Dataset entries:
********
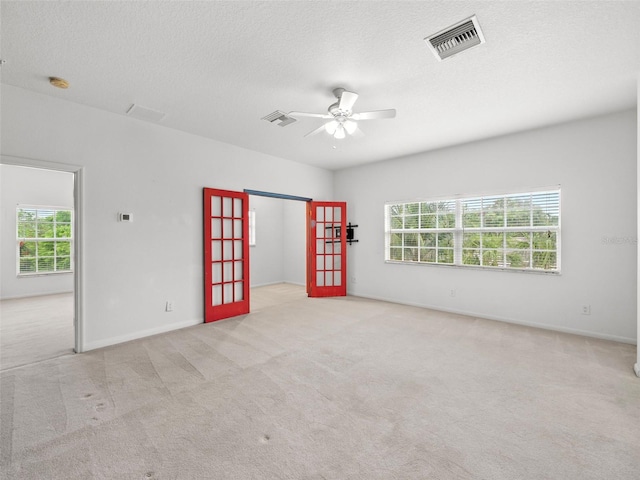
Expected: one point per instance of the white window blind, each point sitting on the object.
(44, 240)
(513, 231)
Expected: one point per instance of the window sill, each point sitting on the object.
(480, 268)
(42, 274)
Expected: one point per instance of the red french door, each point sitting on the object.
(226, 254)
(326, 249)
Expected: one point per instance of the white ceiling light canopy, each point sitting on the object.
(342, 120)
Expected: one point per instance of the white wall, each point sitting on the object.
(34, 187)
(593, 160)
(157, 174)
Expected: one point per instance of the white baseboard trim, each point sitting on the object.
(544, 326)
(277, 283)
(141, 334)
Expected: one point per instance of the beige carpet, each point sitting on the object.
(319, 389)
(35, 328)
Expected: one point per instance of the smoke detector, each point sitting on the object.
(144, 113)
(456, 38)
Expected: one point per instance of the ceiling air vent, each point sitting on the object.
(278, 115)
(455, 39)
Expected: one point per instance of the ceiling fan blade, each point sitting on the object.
********
# Problem statement:
Give back all of the data exactly, but not the pictures.

# Result for this exercise:
Expected: one point per instance of the white window blind, each point sitting on the object.
(44, 240)
(513, 231)
Expected: one point per instance of the window sill, each point sitting on the object.
(480, 268)
(42, 274)
Expected: one point per instance of the red french door, each point sitting on the object.
(226, 254)
(326, 249)
Expected: one point per instance of the white ceiling light canopy, each point sitting on the object.
(342, 120)
Expected: one point per instance of the white wall, each point sitting on the object.
(34, 187)
(593, 160)
(157, 174)
Expected: one point per instance of the white baseboard trim, each point sitting on the object.
(544, 326)
(277, 283)
(141, 334)
Expected: one point per instance of the beige carpet, each point sitting on the object.
(319, 389)
(35, 328)
Expected: one point per instance of the smoke detector, each point sitting on the object.
(144, 113)
(456, 38)
Expected: one point per instance of the ceiling air vent, each point sitting on the object.
(278, 115)
(455, 39)
Expected: one point per instance of the ceiling fan blade, each point sitting on the object.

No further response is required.